> _TASK INSTRUCTIONS_:
Could you copy out every one of the records below with "put a marker on each instance" swapped for "place a marker on every instance" and everything else unchanged, leaving out the pictures?

> _RECORDED DATA_:
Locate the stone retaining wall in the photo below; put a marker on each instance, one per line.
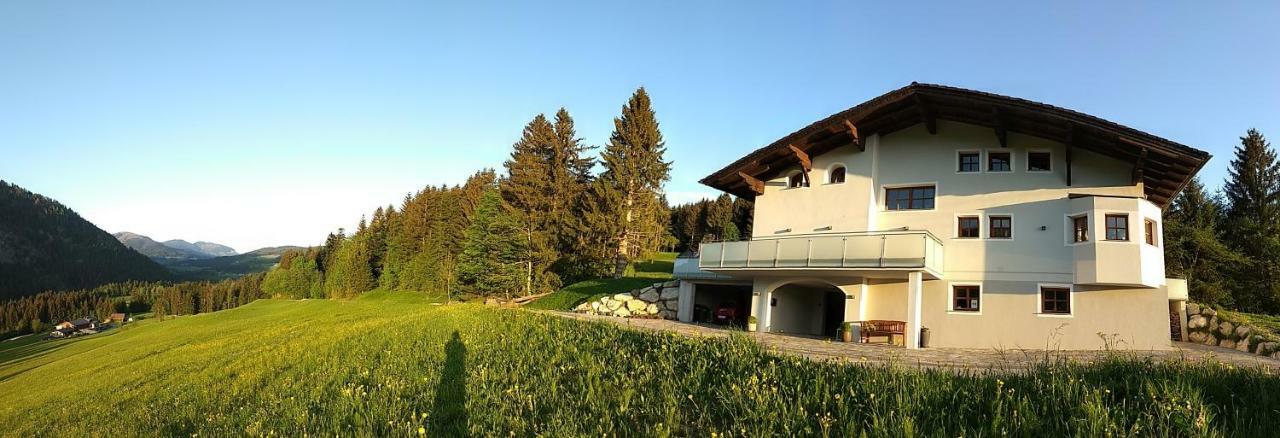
(656, 301)
(1203, 325)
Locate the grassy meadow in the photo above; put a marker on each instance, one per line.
(398, 364)
(640, 274)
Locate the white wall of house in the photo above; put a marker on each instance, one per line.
(1118, 287)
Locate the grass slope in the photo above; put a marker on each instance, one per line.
(640, 274)
(393, 364)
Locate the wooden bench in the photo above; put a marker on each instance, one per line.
(878, 327)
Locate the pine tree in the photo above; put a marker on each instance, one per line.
(1252, 194)
(1192, 247)
(625, 206)
(492, 259)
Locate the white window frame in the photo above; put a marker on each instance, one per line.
(1013, 162)
(1069, 228)
(832, 168)
(1128, 227)
(1040, 299)
(951, 299)
(982, 163)
(1051, 164)
(955, 223)
(1011, 227)
(883, 197)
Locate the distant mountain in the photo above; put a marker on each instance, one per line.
(208, 249)
(155, 250)
(228, 267)
(45, 246)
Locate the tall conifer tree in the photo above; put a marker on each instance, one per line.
(626, 205)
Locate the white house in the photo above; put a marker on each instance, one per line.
(991, 220)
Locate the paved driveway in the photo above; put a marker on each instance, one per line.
(981, 359)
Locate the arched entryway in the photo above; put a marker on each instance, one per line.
(807, 308)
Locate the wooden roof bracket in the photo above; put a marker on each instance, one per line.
(853, 133)
(1001, 131)
(805, 163)
(931, 121)
(755, 185)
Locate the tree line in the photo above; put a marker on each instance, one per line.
(39, 313)
(548, 219)
(1226, 243)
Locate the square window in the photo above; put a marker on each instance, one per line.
(967, 227)
(1000, 162)
(1001, 227)
(1056, 300)
(1040, 162)
(1080, 228)
(965, 299)
(969, 162)
(909, 197)
(1118, 227)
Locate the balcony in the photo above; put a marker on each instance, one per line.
(855, 252)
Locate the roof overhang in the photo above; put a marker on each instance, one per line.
(1164, 167)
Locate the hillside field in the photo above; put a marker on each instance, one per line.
(403, 365)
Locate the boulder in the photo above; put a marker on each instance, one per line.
(670, 293)
(636, 305)
(1197, 322)
(1226, 329)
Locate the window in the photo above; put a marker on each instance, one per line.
(965, 297)
(969, 162)
(909, 197)
(1000, 162)
(1118, 227)
(1080, 228)
(1040, 162)
(1001, 227)
(1055, 300)
(967, 227)
(837, 176)
(796, 179)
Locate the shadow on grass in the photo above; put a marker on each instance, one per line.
(449, 411)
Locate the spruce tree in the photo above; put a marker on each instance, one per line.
(626, 205)
(492, 259)
(1252, 194)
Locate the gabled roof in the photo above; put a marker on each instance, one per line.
(1164, 167)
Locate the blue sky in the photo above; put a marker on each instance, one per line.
(259, 124)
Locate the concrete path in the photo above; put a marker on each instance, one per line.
(969, 359)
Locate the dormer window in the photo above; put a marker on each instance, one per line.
(796, 179)
(837, 176)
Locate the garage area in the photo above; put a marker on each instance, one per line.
(722, 304)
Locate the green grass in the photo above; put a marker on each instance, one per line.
(639, 274)
(394, 364)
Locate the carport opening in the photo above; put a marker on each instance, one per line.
(810, 309)
(722, 304)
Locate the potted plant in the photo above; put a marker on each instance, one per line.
(846, 331)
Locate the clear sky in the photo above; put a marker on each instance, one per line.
(259, 124)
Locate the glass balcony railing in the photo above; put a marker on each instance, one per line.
(865, 250)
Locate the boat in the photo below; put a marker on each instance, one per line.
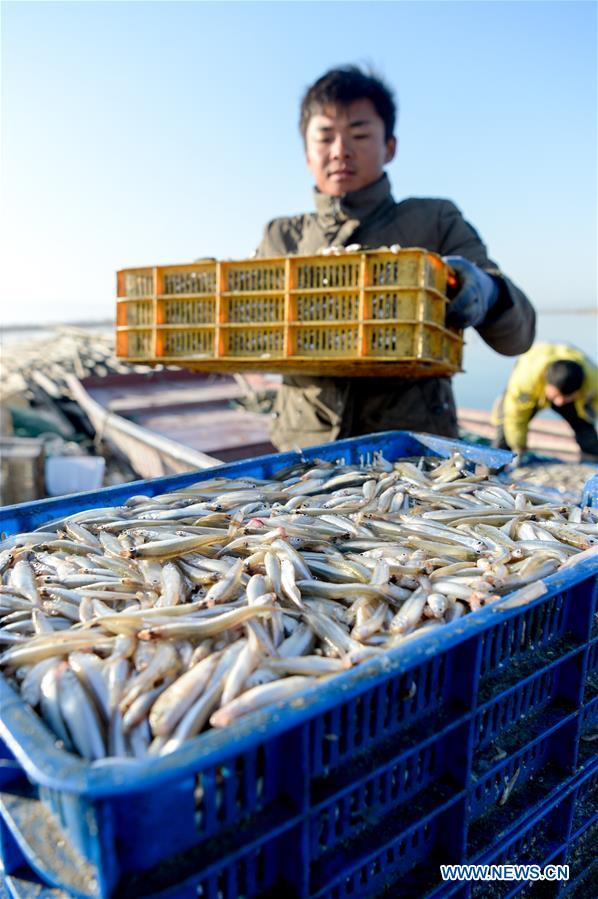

> _WRITTEN SOLUTION_:
Locate the stone retaining wall in the photo below; place a marker on every instance, one per line.
(656, 301)
(1203, 325)
Locate the grassy meadow in the photo above; place a marker on every instance, one per line.
(398, 364)
(640, 274)
Locate the white wall of house in the photo above; place a marker on every instance, one per line.
(1118, 287)
Locate the grass slope in the photo above; place a marker on every instance, one per line.
(640, 274)
(393, 364)
Locate the wooden bench in the photo above; place a marker on every instance, one per line.
(878, 327)
Locate the pine tree in the photo above; place a marker on every instance, one per line.
(1252, 194)
(1192, 247)
(625, 206)
(492, 259)
Locate the white window frame in the photo above; place a marker on every instance, one per line.
(1013, 162)
(1069, 228)
(832, 168)
(1128, 227)
(1040, 299)
(951, 299)
(982, 163)
(1051, 164)
(955, 223)
(1011, 227)
(883, 197)
Locate the distant mountain in the photo above; place a marker on every instance, one per line.
(208, 249)
(155, 250)
(228, 267)
(45, 246)
Locate the tall conifer tree in the photo above; place a marker on every instance, one per line.
(626, 205)
Locate the white house in the photo above; place a marker on every instance, one per line.
(991, 220)
Locate the paved driveway in the photo above; place a marker on every instance, one per line.
(981, 359)
Locate the arched entryway in the photo above; place a marker on every instance, one per line.
(807, 308)
Locate the wooden roof bracket in the photo above; place a marker on every instance, one per line.
(853, 133)
(1001, 131)
(805, 163)
(931, 121)
(755, 185)
Locate the tree line in the photo above; place a marker on every instance, one per line.
(39, 313)
(548, 219)
(1226, 243)
Locate the square window in the photo above; place a marker on every instance, one per line.
(967, 227)
(1000, 162)
(1001, 227)
(1056, 300)
(1040, 162)
(1080, 228)
(965, 299)
(969, 162)
(909, 197)
(1118, 227)
Locate the balcony in the photo above; place a marker on every instance, one per line.
(855, 252)
Locate the roof overhang in the photo above; place a marker on every instance, one per line.
(1164, 167)
Locate the hillside field in the photo above; place a marker on every instance, one per line.
(403, 365)
Locate the boulder in the photo above; place a marker on every instance, one per line.
(670, 293)
(636, 305)
(1197, 322)
(1226, 329)
Locate the window in the photo above; place a marker on every instance, one per line.
(965, 297)
(969, 162)
(909, 197)
(1000, 162)
(1118, 227)
(1080, 228)
(1040, 162)
(1001, 227)
(1055, 300)
(967, 227)
(837, 176)
(796, 179)
Locate the shadow on grass in the photo above; place a marker on every instance, one per line.
(449, 411)
Locate the spruce tree in the photo above; place a marker on every instance, one per line.
(626, 205)
(492, 259)
(1252, 194)
Locate the gabled roof in the photo above; place a marker on every instance, one per line.
(1164, 167)
Locate the blue sky in the photo above; place a marker on every instance, one per line.
(259, 124)
Locate the concrete path in the photo above; place a marker on every instance, one per line.
(969, 359)
Locate the dormer window in the photo above; place a marker on every instance, one per line.
(796, 179)
(837, 176)
Locate the garage area in the photo above; place a marker on every instance, one per line.
(722, 304)
Locate the green grass in the photo above; place a marker on every instance, one per line.
(639, 274)
(394, 364)
Locate the carport opening in the photo above; place a marker on every instance, one per line.
(810, 309)
(722, 304)
Locate the potted plant in the photo above; place a marker on every instance, one per line.
(846, 331)
Locate the clear sky in the photo above; place a marker on every instance, one per line.
(259, 124)
Locate the glass balcony railing in the photo above; place a marker on every instance, one per line.
(865, 250)
Locate the boat in the photo below; place a marker on every instance, one per line.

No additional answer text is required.